* [What needs to be done]:
The answer must be the full data, restated word for word, with no pictures in it.
────────────────────────────────────────
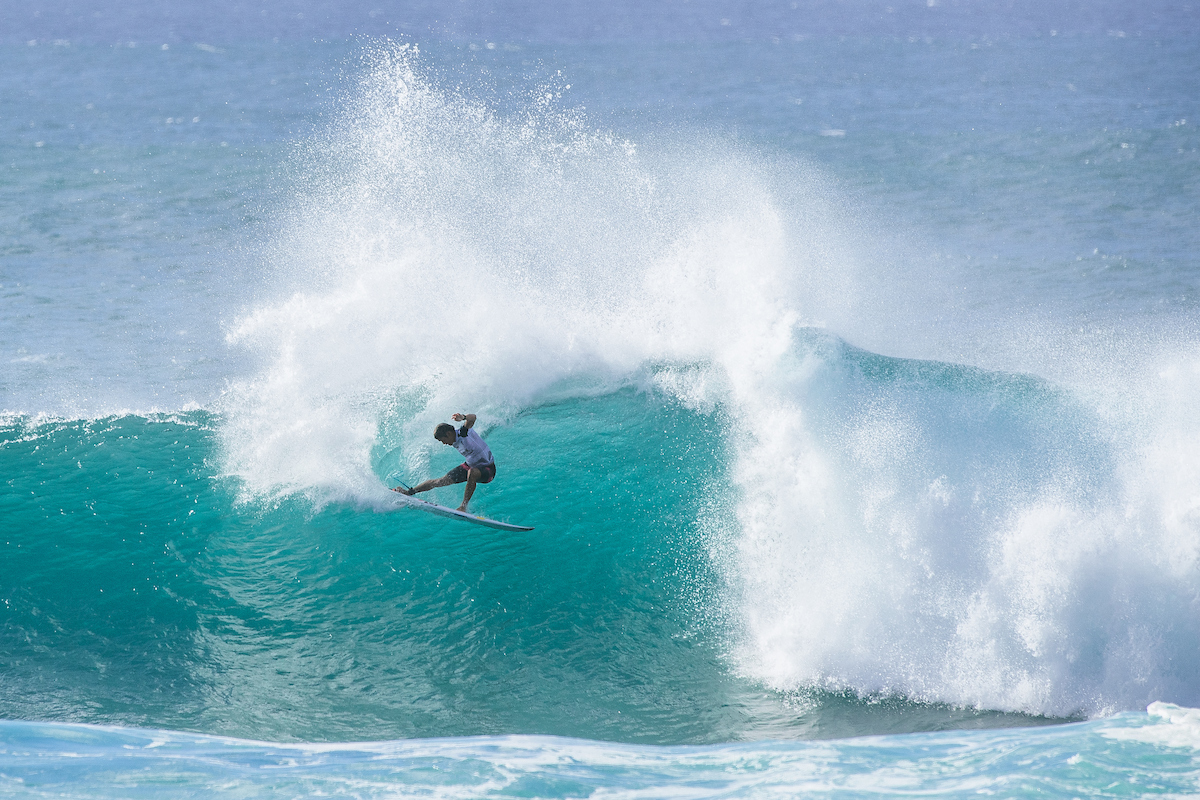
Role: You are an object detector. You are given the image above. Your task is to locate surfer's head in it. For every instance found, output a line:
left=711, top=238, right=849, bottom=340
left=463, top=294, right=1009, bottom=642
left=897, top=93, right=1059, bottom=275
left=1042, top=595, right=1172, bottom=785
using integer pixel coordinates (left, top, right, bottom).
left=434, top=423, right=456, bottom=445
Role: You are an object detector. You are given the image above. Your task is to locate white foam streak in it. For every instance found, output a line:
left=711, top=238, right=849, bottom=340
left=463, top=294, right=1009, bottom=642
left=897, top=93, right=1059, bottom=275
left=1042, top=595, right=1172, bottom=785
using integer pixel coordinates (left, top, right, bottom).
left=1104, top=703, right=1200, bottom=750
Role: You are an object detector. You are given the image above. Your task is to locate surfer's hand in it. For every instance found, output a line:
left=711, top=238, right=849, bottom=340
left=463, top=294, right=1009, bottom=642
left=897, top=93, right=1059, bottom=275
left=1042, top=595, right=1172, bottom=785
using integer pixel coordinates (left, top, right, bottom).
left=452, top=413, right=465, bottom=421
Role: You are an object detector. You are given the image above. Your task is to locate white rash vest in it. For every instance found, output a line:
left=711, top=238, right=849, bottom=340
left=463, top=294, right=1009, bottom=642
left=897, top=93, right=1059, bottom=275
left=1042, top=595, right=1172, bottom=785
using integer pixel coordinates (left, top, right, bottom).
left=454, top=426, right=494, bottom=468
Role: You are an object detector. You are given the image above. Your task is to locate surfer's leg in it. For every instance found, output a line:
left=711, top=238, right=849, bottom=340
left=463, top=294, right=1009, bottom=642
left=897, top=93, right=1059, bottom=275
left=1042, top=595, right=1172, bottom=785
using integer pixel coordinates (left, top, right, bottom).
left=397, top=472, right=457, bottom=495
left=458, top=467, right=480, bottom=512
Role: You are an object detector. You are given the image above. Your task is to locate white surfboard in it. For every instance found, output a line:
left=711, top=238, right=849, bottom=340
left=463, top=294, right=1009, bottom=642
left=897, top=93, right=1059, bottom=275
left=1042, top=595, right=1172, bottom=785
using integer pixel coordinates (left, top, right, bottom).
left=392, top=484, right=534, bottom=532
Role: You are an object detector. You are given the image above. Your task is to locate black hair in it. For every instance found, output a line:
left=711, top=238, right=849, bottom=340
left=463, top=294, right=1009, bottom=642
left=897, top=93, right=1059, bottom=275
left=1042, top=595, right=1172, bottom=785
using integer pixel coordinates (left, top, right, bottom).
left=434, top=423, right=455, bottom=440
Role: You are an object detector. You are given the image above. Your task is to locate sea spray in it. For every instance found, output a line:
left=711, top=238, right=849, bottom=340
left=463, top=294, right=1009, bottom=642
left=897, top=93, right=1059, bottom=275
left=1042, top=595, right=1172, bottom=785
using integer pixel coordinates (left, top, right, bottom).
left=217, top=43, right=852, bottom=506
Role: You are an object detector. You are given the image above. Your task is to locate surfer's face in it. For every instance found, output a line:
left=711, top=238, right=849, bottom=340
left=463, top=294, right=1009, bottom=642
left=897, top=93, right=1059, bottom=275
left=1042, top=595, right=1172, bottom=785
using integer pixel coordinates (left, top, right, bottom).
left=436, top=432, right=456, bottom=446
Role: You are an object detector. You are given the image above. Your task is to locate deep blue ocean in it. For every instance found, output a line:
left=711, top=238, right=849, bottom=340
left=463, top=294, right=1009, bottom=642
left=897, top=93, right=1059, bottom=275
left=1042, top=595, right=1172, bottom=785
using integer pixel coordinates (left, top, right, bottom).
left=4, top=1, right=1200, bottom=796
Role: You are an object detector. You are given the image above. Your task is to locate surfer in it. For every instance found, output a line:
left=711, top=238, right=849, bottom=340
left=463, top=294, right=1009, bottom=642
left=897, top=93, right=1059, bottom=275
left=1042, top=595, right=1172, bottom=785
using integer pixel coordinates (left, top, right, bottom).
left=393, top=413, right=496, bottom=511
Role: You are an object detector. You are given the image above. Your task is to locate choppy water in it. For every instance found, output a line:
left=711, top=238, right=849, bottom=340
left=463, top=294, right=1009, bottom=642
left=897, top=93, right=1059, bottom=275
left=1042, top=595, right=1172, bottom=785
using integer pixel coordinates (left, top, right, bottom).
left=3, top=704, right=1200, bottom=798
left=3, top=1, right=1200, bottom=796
────────────────────────────────────────
* [Output for this task]:
Role: You are an object detector. You are given the image above. Your task is to locate surfer's head in it. For every instance found, output a line:
left=711, top=238, right=849, bottom=340
left=463, top=294, right=1009, bottom=642
left=897, top=93, right=1059, bottom=275
left=1042, top=595, right=1172, bottom=785
using integer pixel coordinates (left, top, right, bottom).
left=434, top=423, right=456, bottom=445
Role: You are an object detector. You are given the image above. Your task is to locate white foam streak in it. For every instance found, output a line:
left=711, top=238, right=849, bottom=340
left=463, top=294, right=1009, bottom=642
left=897, top=93, right=1059, bottom=275
left=1042, top=595, right=1172, bottom=785
using integer pixel coordinates (left, top, right, bottom).
left=1104, top=703, right=1200, bottom=750
Role: You are an object detector. You are given the image above. Your task is to locate surfer's hand in it. For every instance found, output a line:
left=711, top=238, right=849, bottom=340
left=463, top=294, right=1009, bottom=642
left=897, top=93, right=1059, bottom=275
left=1042, top=595, right=1172, bottom=785
using integer pixel coordinates (left, top, right, bottom).
left=452, top=413, right=465, bottom=421
Role: You are an object detector. You are given the image above. Your task is to locate white rash vest in it. For every instance found, output a line:
left=711, top=238, right=849, bottom=340
left=463, top=294, right=1009, bottom=642
left=897, top=93, right=1059, bottom=275
left=1042, top=595, right=1172, bottom=785
using integer pixel coordinates (left, top, right, bottom).
left=454, top=426, right=494, bottom=468
Role: You are an object detector. You are given the image above. Your task is to locate surfer's leg in it. For every instance found, output a line:
left=711, top=238, right=849, bottom=340
left=463, top=294, right=1009, bottom=642
left=897, top=93, right=1059, bottom=275
left=1042, top=595, right=1172, bottom=785
using integer pixel coordinates (left, top, right, bottom).
left=397, top=472, right=457, bottom=495
left=458, top=467, right=480, bottom=512
Role: You are an object detector. You are given the image above. Your task is to locate white surfboard in it. For every instance found, output a line:
left=711, top=238, right=849, bottom=340
left=463, top=294, right=1009, bottom=642
left=897, top=93, right=1059, bottom=275
left=1042, top=595, right=1172, bottom=785
using integer pixel coordinates (left, top, right, bottom).
left=392, top=484, right=534, bottom=532
Role: You are an object detector. You are given the image above. Your task is to locate black hair in it. For every instance found, output a line:
left=711, top=238, right=849, bottom=340
left=463, top=294, right=1009, bottom=642
left=897, top=93, right=1059, bottom=275
left=1042, top=595, right=1172, bottom=785
using integer pixel coordinates (left, top, right, bottom).
left=434, top=423, right=455, bottom=440
Role: You are an object detector. You are given the image above. Your task is to locate sea spray in it. For every instance found, output a line:
left=711, top=238, right=849, bottom=340
left=463, top=294, right=1009, bottom=642
left=897, top=93, right=1059, bottom=275
left=1042, top=595, right=1172, bottom=785
using integer pixel coordinates (left, top, right, bottom).
left=217, top=43, right=852, bottom=506
Role: You are an object detector. You are given the image above. Your task is to locate surfer's face in it. For every instance found, output a line:
left=711, top=238, right=849, bottom=340
left=463, top=294, right=1009, bottom=642
left=897, top=93, right=1059, bottom=275
left=1042, top=595, right=1172, bottom=785
using integer pixel coordinates (left, top, right, bottom).
left=436, top=432, right=456, bottom=446
Role: You are an object detector. You are given the image above. Your task is to locate deep blue ocean in it. For every instance found, output a line:
left=711, top=238, right=849, bottom=340
left=463, top=294, right=1009, bottom=642
left=897, top=93, right=1059, bottom=275
left=1042, top=595, right=1172, bottom=785
using integer pixel coordinates (left, top, right, bottom).
left=4, top=1, right=1200, bottom=796
Role: You are an object detector. You are given the image above. Your task is to locate surfer in it. For every instance found, output a line:
left=711, top=238, right=849, bottom=340
left=463, top=294, right=1009, bottom=642
left=897, top=93, right=1059, bottom=275
left=1042, top=595, right=1172, bottom=785
using integer pixel coordinates (left, top, right, bottom).
left=393, top=413, right=496, bottom=511
Role: You are an object detector. You are given the image above. Your task is to locate choppy water in it. For every instance found, output a line:
left=711, top=238, right=849, bottom=340
left=463, top=294, right=1009, bottom=642
left=897, top=93, right=1059, bottom=275
left=1042, top=595, right=1172, bottom=785
using integer pixel coordinates (left, top, right, bottom).
left=3, top=704, right=1200, bottom=798
left=3, top=1, right=1200, bottom=796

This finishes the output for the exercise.